WORK ORDER:
The entries below contain a line with "[(1279, 575), (776, 119), (71, 700), (435, 358)]" and a line with "[(1107, 372), (925, 607), (404, 320)]". Retype exactly everything from the first down to the second, both included, and nothing else.

MATERIAL PROVIDED:
■ ■ ■

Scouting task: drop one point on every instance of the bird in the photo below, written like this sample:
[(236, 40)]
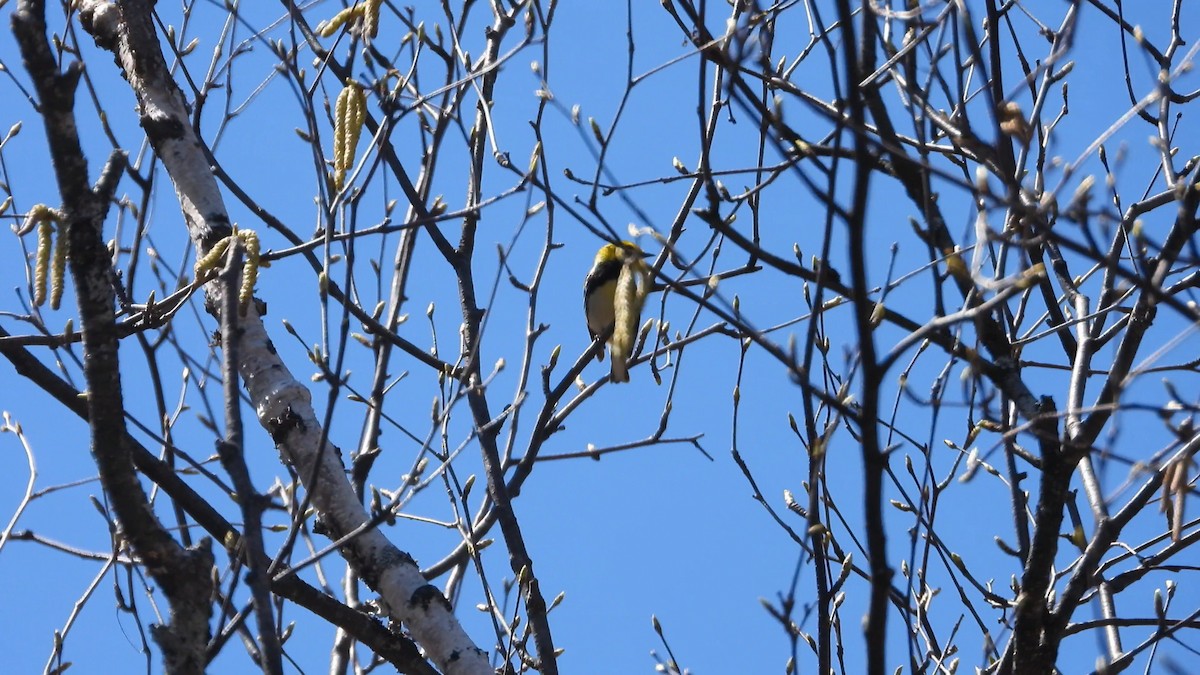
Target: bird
[(613, 293)]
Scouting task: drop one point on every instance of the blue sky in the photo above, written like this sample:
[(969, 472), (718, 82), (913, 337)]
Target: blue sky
[(657, 531)]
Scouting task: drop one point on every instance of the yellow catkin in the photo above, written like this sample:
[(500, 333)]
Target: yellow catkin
[(250, 269), (59, 269), (211, 261), (329, 28), (349, 114), (371, 18), (41, 269)]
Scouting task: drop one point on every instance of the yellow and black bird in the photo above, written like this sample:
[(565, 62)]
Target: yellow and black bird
[(613, 293)]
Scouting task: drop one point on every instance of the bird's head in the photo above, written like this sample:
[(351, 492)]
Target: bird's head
[(623, 251)]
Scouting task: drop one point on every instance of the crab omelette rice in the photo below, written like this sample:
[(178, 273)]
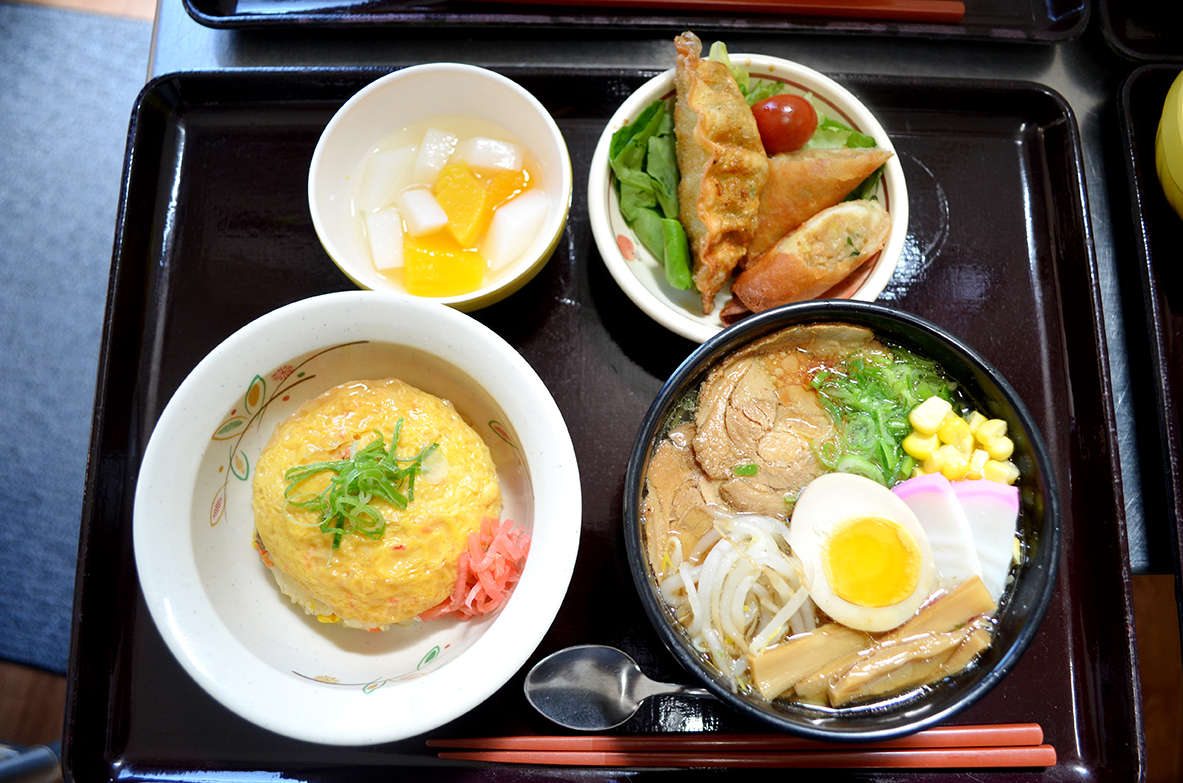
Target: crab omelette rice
[(383, 564)]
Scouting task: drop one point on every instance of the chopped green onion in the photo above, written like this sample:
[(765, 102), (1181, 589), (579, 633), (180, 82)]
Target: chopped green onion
[(344, 505)]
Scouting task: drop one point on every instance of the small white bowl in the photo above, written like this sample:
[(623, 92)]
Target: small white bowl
[(215, 603), (642, 279), (422, 92)]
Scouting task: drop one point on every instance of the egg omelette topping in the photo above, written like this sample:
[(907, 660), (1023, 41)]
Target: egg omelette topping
[(375, 571)]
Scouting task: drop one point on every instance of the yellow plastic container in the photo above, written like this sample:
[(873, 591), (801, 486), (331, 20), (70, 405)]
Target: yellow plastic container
[(1169, 146)]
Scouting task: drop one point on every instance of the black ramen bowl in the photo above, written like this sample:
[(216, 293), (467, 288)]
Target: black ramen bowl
[(1022, 606)]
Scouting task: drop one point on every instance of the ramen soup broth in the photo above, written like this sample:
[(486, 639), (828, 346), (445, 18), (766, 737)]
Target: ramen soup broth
[(718, 516)]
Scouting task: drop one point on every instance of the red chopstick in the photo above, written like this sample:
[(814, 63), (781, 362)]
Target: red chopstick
[(969, 736), (936, 11), (945, 746), (930, 757)]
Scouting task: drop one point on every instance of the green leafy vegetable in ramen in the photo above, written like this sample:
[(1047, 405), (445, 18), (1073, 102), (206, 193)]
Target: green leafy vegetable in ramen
[(868, 396)]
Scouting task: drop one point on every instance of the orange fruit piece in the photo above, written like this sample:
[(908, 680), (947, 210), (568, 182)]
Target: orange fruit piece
[(465, 202), (506, 185), (437, 265)]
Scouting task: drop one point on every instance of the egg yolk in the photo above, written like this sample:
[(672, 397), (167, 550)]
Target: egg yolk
[(872, 561)]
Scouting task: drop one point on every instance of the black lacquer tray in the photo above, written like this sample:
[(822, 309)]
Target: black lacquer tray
[(214, 231), (1157, 367), (997, 20), (1149, 31)]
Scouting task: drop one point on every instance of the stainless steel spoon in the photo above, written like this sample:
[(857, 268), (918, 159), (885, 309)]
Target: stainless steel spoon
[(593, 687)]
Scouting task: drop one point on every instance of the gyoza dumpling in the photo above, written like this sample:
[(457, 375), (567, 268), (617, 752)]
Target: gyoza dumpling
[(722, 162), (803, 182)]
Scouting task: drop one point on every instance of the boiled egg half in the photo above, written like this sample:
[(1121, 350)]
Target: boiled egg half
[(867, 561)]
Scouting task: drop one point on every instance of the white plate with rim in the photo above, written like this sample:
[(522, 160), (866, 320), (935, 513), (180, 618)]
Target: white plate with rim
[(215, 603)]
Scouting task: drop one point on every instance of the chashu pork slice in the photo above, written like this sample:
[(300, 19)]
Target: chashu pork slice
[(758, 408)]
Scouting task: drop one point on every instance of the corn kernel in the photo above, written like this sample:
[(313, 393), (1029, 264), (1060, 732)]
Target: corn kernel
[(976, 464), (926, 416), (918, 446), (935, 463), (1001, 472), (990, 431), (1001, 448), (955, 432), (955, 463)]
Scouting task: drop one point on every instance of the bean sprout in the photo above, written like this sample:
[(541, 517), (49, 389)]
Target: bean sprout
[(739, 590)]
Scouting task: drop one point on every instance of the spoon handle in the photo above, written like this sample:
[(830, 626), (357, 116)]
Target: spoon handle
[(650, 687)]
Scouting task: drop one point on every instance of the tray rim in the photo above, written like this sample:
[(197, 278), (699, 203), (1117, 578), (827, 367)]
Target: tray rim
[(168, 82), (1118, 44), (1139, 178), (654, 21)]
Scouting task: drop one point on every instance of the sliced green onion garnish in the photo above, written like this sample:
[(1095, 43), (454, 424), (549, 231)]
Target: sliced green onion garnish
[(344, 505)]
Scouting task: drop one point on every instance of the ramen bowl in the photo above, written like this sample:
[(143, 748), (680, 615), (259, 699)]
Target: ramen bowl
[(211, 595), (466, 101), (1022, 603), (641, 277)]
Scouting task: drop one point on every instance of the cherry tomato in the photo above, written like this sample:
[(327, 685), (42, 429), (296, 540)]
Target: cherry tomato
[(786, 122)]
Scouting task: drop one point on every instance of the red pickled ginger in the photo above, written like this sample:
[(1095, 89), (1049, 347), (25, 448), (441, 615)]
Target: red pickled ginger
[(487, 571)]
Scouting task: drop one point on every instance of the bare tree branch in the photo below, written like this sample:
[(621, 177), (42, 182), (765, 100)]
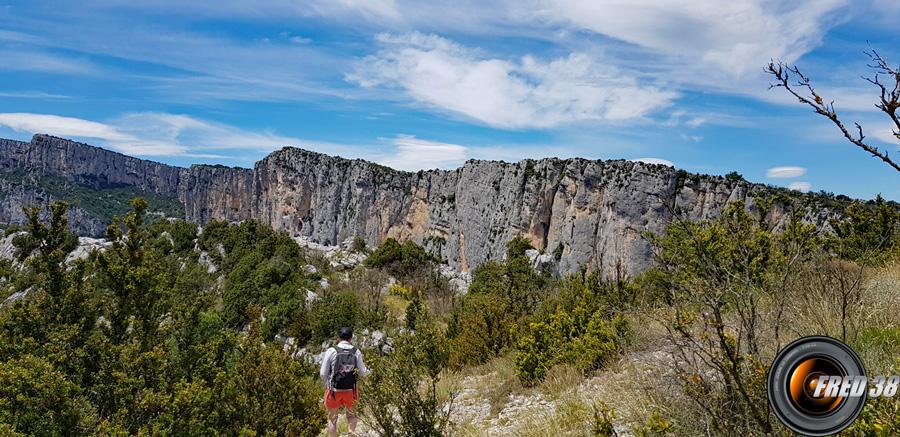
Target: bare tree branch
[(797, 84)]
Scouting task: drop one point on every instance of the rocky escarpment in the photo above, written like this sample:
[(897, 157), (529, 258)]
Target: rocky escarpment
[(584, 212)]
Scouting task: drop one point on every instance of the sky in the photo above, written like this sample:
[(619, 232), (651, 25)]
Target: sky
[(422, 84)]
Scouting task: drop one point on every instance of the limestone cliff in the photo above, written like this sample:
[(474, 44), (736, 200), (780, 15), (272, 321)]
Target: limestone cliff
[(591, 213)]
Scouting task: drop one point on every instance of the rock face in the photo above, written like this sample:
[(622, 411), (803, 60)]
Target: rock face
[(586, 213)]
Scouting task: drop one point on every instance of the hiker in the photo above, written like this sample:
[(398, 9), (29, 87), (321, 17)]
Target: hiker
[(341, 367)]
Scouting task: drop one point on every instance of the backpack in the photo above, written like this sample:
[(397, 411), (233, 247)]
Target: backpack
[(343, 369)]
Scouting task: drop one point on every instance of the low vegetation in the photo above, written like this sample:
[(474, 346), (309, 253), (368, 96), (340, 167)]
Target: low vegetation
[(172, 330)]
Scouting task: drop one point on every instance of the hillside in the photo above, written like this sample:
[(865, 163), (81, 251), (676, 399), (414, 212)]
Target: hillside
[(584, 212)]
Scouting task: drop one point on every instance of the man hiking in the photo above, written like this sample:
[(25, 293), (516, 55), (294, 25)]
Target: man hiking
[(341, 367)]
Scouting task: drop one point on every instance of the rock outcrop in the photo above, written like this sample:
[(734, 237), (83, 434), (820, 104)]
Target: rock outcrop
[(588, 213)]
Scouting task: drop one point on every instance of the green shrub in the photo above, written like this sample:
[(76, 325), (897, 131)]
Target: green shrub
[(868, 233), (331, 311), (400, 259), (479, 329), (36, 399), (401, 397)]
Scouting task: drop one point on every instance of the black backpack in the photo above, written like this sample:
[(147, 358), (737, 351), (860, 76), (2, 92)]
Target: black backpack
[(343, 369)]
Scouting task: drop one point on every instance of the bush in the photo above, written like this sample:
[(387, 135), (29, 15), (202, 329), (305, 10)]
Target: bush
[(867, 233), (35, 399), (401, 397), (331, 311), (479, 329), (563, 339), (400, 260)]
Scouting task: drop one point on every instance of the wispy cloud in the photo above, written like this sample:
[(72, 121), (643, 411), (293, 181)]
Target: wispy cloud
[(38, 95), (736, 37), (161, 134), (803, 187), (412, 153), (786, 172), (526, 93)]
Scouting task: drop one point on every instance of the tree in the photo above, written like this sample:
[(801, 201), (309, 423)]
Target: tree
[(721, 277), (799, 85), (46, 247), (401, 397)]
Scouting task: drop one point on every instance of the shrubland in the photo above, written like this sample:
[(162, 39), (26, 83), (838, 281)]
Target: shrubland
[(178, 330)]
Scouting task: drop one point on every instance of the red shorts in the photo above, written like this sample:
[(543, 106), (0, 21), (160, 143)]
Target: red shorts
[(342, 398)]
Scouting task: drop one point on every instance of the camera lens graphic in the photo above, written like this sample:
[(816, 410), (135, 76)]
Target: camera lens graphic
[(804, 380), (794, 377)]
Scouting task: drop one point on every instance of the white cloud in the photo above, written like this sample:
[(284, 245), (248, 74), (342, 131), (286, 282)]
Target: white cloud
[(655, 161), (803, 187), (416, 154), (737, 36), (786, 172), (527, 93)]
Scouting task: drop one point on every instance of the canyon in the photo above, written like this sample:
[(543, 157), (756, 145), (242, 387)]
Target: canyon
[(590, 214)]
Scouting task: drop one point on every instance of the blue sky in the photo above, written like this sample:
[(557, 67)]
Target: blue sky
[(416, 84)]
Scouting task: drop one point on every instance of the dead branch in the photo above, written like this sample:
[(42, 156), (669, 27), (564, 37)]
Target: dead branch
[(797, 84)]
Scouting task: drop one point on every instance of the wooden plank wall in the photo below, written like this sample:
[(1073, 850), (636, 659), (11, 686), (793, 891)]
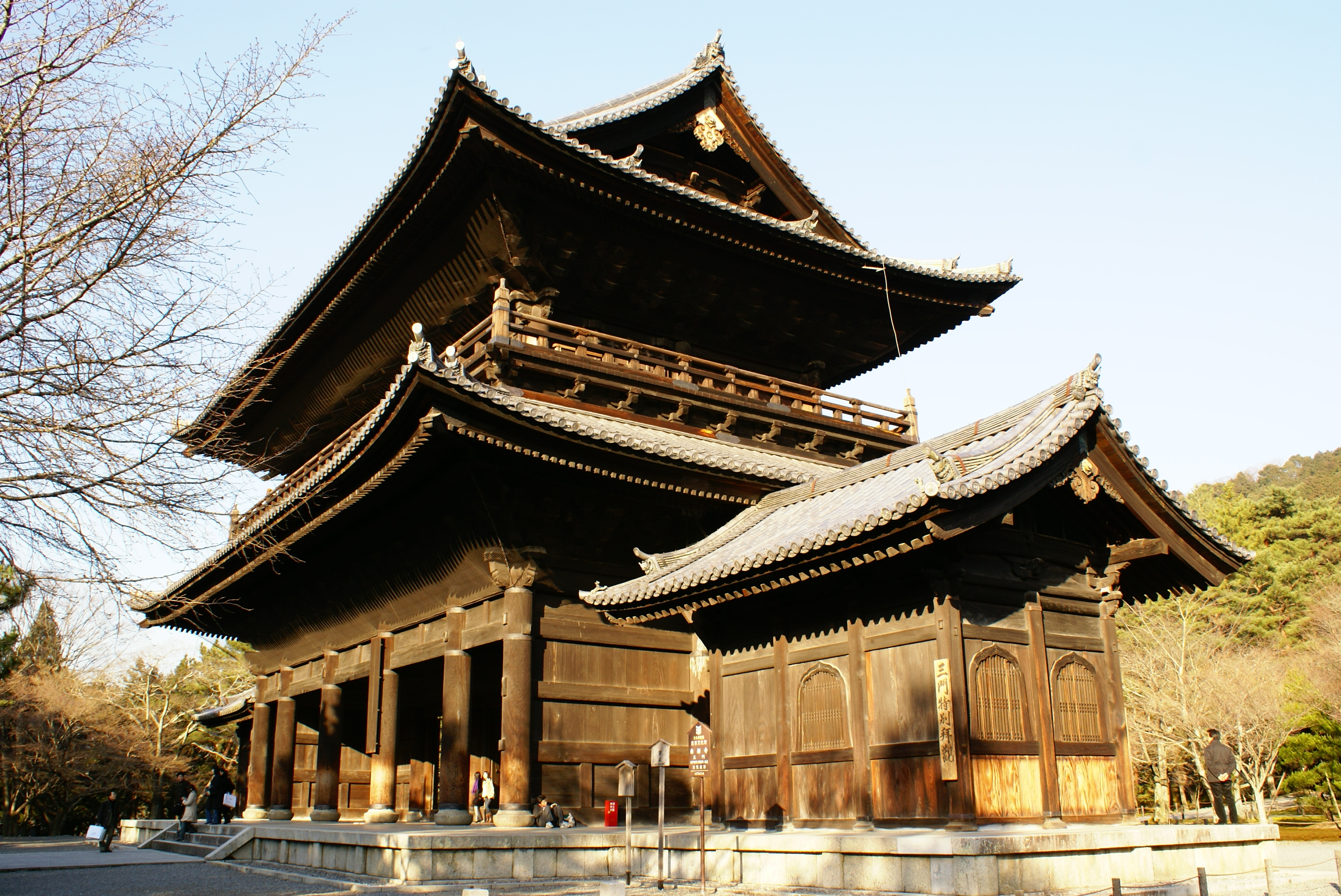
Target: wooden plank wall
[(605, 694)]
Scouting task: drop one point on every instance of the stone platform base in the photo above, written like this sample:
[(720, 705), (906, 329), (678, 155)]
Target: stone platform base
[(997, 859)]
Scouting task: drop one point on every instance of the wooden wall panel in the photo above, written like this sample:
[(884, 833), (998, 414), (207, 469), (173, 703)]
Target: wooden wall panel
[(612, 724), (560, 784), (1008, 787), (796, 672), (1088, 785), (902, 694), (605, 785), (617, 666), (747, 714), (909, 788), (752, 793), (822, 790)]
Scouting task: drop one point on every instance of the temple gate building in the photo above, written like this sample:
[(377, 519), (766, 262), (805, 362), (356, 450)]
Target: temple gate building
[(608, 492)]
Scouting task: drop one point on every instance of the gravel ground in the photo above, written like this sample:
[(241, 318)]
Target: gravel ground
[(46, 844), (195, 879)]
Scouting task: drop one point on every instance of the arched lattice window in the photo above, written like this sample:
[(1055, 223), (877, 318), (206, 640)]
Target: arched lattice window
[(998, 697), (1076, 701), (822, 710)]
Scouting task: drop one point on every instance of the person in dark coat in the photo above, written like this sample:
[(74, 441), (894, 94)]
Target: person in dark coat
[(215, 790), (109, 817), (1219, 769), (186, 826), (176, 795)]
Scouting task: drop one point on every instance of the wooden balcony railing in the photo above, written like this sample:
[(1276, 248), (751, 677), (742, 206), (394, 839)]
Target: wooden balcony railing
[(589, 346)]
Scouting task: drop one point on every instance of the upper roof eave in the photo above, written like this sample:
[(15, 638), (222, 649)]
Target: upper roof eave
[(958, 465), (237, 393)]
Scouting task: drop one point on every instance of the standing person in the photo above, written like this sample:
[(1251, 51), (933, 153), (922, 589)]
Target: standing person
[(176, 793), (1219, 769), (478, 797), (489, 793), (219, 785), (188, 812), (109, 817)]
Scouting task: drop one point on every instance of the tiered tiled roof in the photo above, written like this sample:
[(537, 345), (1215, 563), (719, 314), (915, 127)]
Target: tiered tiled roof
[(967, 462)]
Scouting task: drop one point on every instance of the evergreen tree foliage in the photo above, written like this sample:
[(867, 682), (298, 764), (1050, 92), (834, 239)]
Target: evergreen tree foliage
[(1298, 551)]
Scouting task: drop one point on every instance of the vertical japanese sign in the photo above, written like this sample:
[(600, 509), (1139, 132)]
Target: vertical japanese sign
[(946, 724), (701, 740)]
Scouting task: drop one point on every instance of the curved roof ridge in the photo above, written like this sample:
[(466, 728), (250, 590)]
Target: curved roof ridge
[(969, 461), (662, 442)]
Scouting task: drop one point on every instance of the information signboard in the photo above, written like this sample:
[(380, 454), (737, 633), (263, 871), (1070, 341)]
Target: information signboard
[(701, 742)]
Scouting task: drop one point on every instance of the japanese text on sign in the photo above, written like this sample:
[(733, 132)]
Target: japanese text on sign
[(946, 722), (701, 741)]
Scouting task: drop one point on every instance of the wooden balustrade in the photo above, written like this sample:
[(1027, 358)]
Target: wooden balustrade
[(675, 366)]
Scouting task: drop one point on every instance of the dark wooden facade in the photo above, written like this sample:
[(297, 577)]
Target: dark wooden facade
[(638, 336)]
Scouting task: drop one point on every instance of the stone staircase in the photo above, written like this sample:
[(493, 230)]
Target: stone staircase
[(200, 844)]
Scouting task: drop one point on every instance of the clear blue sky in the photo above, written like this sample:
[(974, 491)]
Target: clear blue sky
[(1165, 177)]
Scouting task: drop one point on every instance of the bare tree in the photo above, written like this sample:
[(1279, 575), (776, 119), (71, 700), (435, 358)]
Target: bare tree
[(1184, 673), (120, 314)]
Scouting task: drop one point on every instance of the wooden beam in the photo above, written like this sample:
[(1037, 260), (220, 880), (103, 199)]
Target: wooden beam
[(857, 713), (997, 634), (762, 761), (578, 752), (564, 630), (1076, 642), (1044, 714), (1136, 549), (816, 757), (783, 716), (611, 694), (1116, 720), (900, 638), (903, 751)]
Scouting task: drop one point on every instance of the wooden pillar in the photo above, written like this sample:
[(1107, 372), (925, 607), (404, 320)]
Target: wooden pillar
[(950, 646), (258, 764), (1044, 718), (381, 797), (329, 744), (454, 761), (780, 665), (857, 725), (515, 747), (282, 765), (715, 720), (243, 734), (1117, 710)]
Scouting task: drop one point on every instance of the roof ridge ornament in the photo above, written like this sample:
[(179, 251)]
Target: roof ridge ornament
[(711, 53), (462, 63)]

■ ■ ■

EXPECTED ANSWER:
[(1279, 575), (776, 119), (71, 700), (435, 358)]
Target: bare tree
[(1184, 673), (120, 314)]
Scouting task: drop one point on every instance of the wooden beam in the photo above, written like this sample:
[(1037, 260), (220, 880), (103, 199)]
Target: wooden beam
[(857, 713), (997, 634), (762, 761), (578, 752), (564, 630), (1076, 642), (1044, 714), (1136, 549), (816, 757), (783, 716), (611, 694), (1116, 720), (900, 638), (903, 751)]
Scouting task: drop one point on every instance of the wooden pillar in the photo above, written like this sample:
[(1107, 372), (925, 607), (404, 320)]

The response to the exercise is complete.